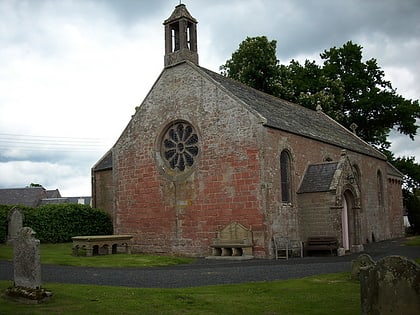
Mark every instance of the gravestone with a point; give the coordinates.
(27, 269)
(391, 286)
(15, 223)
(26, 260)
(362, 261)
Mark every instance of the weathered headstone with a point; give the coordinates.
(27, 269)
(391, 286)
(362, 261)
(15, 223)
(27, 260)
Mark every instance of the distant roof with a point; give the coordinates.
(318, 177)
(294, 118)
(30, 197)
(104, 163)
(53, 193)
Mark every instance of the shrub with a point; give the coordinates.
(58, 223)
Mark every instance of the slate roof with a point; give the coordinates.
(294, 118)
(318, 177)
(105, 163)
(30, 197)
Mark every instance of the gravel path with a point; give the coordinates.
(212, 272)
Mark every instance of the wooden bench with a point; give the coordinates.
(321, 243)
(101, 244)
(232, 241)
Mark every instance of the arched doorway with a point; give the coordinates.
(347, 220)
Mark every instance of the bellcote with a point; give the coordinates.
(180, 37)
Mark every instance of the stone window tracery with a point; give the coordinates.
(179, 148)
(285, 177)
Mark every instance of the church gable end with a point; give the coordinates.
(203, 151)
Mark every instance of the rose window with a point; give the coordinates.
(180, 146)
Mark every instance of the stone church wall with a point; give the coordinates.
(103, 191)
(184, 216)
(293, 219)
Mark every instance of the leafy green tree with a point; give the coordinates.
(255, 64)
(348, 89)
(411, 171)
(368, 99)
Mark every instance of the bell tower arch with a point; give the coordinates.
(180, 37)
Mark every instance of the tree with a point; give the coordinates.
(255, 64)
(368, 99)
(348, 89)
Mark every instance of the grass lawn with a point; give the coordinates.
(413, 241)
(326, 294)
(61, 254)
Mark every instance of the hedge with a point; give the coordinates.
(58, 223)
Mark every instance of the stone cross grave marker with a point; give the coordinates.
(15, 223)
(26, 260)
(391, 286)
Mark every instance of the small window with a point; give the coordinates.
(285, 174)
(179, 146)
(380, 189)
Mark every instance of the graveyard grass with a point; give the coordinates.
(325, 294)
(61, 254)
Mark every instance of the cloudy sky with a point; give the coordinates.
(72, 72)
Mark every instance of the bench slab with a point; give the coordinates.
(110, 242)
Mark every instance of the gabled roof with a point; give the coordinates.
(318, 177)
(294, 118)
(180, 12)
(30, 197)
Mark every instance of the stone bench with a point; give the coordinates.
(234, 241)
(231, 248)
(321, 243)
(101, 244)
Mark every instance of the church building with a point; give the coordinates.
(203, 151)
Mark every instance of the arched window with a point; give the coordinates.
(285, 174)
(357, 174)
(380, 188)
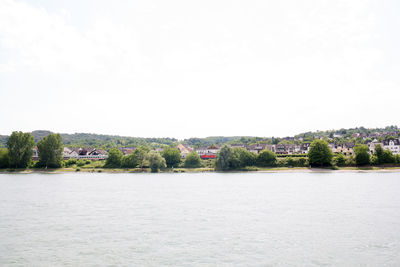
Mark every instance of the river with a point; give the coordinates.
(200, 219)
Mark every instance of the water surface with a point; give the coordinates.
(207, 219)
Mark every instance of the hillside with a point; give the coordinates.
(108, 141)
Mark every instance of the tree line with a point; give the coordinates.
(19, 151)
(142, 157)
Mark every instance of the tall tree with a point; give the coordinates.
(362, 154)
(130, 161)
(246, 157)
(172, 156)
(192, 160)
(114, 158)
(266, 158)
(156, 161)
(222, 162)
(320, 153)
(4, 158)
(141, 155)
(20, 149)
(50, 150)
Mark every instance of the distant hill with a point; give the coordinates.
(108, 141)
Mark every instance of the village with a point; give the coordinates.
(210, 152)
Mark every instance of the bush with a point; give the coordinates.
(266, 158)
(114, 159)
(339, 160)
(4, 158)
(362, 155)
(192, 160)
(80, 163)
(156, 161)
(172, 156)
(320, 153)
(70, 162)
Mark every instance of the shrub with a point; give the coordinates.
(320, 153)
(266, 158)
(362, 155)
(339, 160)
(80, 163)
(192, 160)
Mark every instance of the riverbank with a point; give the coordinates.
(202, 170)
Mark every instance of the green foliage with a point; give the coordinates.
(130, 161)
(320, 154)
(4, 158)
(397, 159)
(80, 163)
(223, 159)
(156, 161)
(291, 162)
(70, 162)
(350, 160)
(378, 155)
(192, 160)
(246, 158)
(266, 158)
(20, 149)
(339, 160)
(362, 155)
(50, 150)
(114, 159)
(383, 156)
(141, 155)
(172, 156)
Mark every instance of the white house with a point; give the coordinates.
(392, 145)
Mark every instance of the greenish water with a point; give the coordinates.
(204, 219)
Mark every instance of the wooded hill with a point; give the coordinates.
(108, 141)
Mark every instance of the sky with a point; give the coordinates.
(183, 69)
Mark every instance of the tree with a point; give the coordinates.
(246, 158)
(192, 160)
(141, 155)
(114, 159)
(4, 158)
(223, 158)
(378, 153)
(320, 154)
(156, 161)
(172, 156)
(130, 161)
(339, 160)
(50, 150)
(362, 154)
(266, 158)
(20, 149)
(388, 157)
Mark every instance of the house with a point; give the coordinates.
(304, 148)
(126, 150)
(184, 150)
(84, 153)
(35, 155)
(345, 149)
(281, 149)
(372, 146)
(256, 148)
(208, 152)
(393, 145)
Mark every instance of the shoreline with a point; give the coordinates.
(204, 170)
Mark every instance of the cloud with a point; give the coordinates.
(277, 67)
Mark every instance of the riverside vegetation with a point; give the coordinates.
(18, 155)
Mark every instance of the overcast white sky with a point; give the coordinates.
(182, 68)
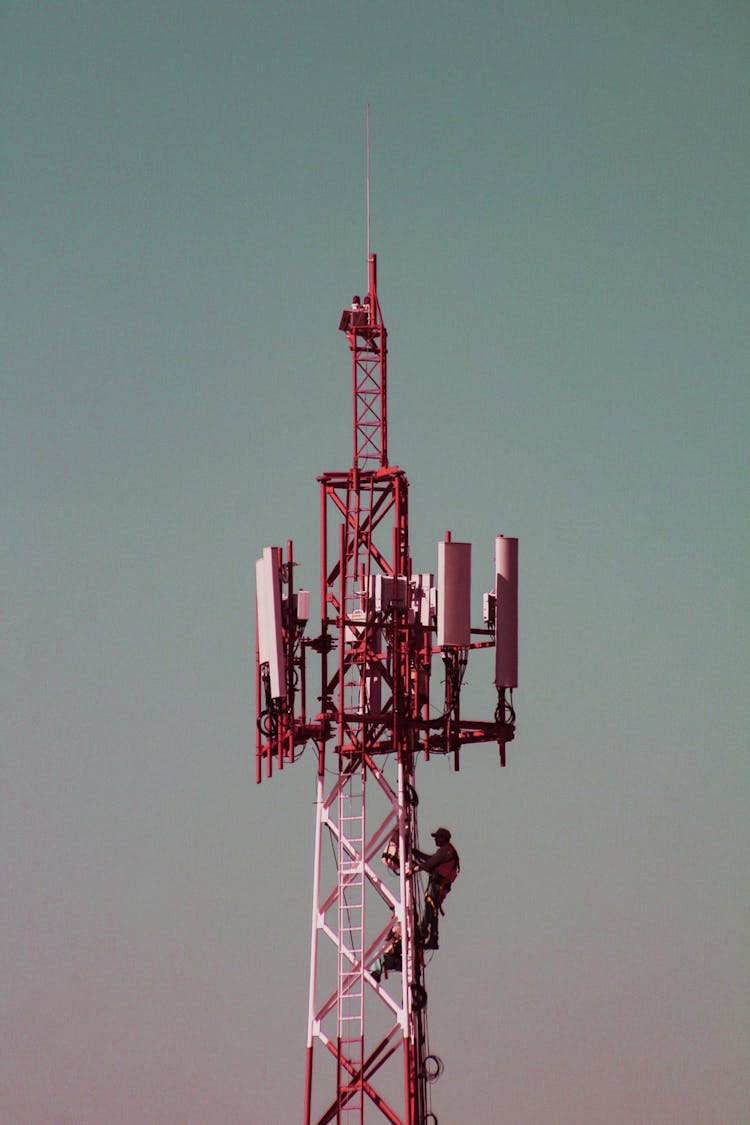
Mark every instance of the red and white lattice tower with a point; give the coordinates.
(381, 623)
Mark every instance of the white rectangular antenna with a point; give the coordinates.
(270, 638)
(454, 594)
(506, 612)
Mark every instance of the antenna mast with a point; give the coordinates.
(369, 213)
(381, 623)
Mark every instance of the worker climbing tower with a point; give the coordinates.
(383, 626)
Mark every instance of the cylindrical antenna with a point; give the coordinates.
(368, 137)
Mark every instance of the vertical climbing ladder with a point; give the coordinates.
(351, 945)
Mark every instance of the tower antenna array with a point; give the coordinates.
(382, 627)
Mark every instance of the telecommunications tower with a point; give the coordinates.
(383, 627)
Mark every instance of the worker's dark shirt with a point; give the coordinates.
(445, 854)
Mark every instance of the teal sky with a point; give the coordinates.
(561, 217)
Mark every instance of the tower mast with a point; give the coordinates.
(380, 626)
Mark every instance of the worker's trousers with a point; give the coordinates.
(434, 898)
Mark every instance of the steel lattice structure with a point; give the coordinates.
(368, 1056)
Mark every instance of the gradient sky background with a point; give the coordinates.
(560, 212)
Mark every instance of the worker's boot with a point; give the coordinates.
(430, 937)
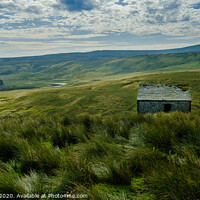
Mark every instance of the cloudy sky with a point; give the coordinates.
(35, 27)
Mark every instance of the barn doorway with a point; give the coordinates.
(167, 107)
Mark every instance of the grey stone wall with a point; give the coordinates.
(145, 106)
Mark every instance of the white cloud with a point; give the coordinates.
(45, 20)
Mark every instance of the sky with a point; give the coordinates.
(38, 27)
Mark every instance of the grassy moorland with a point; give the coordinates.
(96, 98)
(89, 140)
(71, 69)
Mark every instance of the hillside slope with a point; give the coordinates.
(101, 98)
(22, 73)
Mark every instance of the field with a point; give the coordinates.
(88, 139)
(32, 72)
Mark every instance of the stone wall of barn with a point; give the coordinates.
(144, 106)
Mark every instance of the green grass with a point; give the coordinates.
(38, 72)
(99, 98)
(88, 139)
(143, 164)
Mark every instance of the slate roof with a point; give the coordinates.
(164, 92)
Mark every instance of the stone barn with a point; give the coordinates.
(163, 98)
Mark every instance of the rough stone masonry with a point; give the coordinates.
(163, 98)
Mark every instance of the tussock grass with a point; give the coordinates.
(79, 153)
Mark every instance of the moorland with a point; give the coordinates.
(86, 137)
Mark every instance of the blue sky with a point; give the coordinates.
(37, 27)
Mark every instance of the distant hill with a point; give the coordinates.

* * *

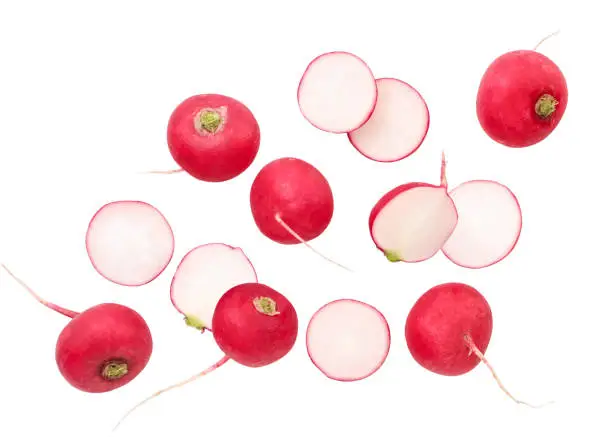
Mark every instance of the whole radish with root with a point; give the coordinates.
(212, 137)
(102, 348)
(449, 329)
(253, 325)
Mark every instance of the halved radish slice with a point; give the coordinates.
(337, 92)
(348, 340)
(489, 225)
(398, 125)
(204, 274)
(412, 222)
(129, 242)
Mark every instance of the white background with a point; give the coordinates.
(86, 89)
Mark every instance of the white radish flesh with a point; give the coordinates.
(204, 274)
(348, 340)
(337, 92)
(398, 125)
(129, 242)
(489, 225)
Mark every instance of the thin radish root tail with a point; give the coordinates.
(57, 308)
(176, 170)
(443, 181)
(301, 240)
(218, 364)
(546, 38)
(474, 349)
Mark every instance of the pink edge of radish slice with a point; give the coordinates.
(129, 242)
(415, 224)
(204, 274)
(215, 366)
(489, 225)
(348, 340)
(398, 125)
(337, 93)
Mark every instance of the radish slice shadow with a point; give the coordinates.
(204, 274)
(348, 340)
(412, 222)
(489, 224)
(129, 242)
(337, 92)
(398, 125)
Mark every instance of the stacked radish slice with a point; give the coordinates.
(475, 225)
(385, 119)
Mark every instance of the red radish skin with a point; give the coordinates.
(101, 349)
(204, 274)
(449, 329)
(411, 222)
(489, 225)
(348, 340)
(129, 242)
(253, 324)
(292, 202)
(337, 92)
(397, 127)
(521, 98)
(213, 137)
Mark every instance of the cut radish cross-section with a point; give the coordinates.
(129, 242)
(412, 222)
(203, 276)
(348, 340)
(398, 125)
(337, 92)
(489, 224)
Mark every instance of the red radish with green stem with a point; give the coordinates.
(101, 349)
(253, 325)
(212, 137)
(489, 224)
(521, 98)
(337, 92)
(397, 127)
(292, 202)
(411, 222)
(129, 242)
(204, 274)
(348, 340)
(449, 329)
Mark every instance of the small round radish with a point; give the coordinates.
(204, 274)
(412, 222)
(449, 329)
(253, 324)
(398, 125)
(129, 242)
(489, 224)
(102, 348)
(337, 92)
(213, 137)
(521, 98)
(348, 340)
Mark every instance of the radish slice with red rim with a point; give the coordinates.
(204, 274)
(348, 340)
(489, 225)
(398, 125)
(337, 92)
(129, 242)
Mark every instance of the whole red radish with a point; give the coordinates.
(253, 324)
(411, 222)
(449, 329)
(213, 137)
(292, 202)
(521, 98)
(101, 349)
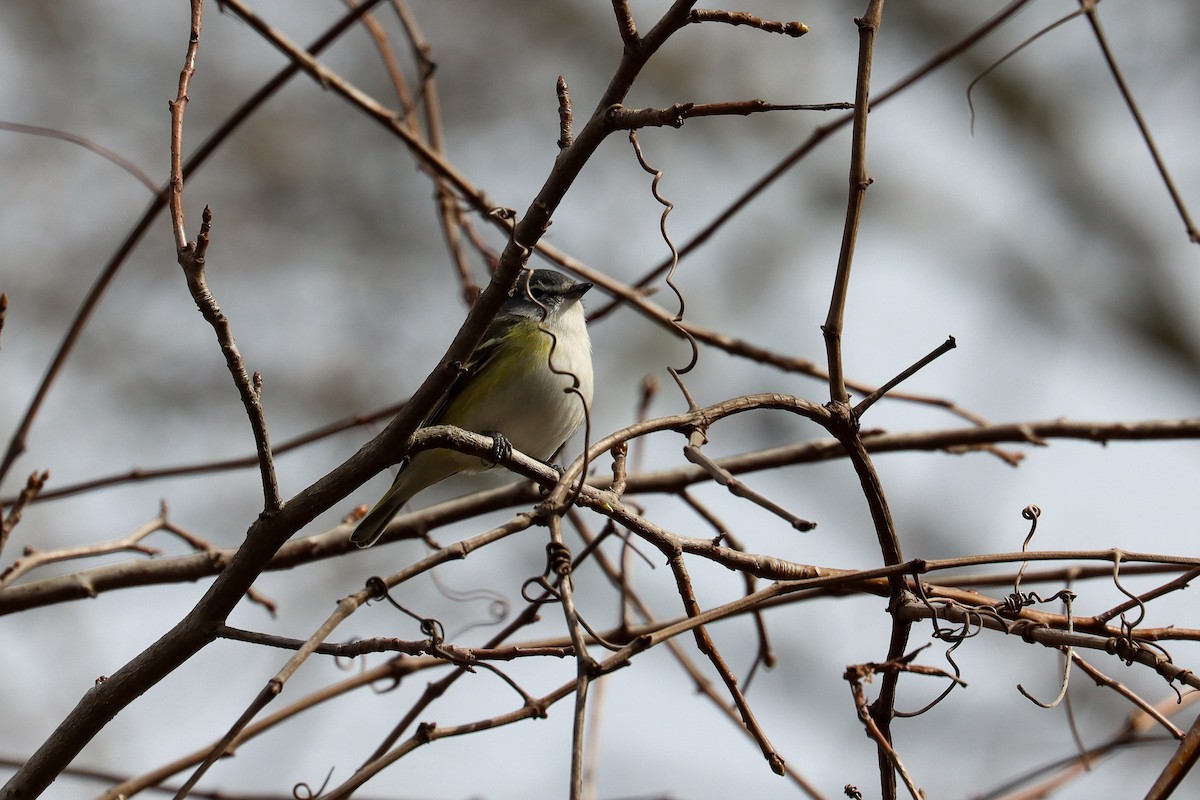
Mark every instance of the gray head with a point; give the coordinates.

--

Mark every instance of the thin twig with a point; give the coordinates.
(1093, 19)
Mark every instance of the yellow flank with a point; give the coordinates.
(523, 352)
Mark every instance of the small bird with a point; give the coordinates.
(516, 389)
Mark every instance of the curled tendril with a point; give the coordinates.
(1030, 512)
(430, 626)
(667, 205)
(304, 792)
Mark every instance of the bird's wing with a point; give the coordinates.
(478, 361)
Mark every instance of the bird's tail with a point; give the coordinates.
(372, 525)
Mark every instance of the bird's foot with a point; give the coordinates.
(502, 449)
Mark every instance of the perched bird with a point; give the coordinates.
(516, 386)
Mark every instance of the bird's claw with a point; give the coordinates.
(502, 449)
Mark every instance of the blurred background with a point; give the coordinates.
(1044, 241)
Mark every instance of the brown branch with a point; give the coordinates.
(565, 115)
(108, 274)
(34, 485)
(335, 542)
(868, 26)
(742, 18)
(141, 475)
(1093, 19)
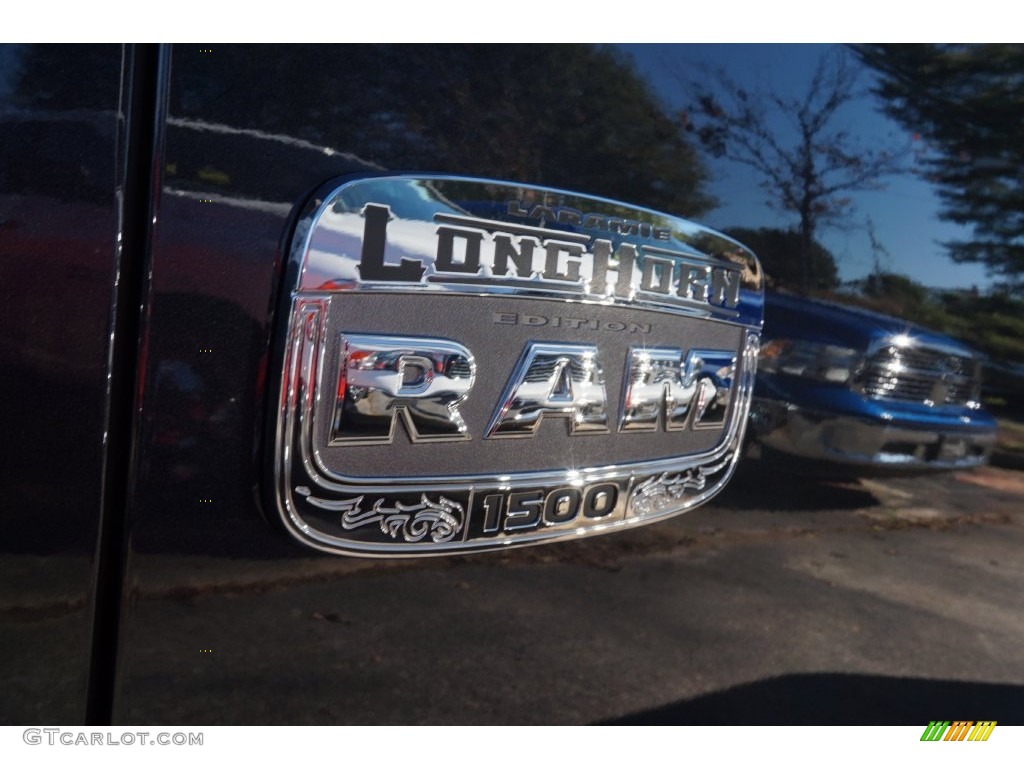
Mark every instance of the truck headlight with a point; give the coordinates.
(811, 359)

* Requirement
Which lines in the material above contain the word "tower"? Pull out each of those lines and copy it in full.

* Exercise output
Mark every instance of the bell tower arch with a point; give the coordinates.
Mark every instance of the red and white lattice tower with a point; give the coordinates.
Mark every instance of the worker climbing tower with a point; give the coordinates.
Mark every instance of the tower antenna array with a point; give the coordinates.
Mark every instance of the telecommunications tower with a point; give the coordinates.
Mark every instance of the tower mast with a point; give the coordinates.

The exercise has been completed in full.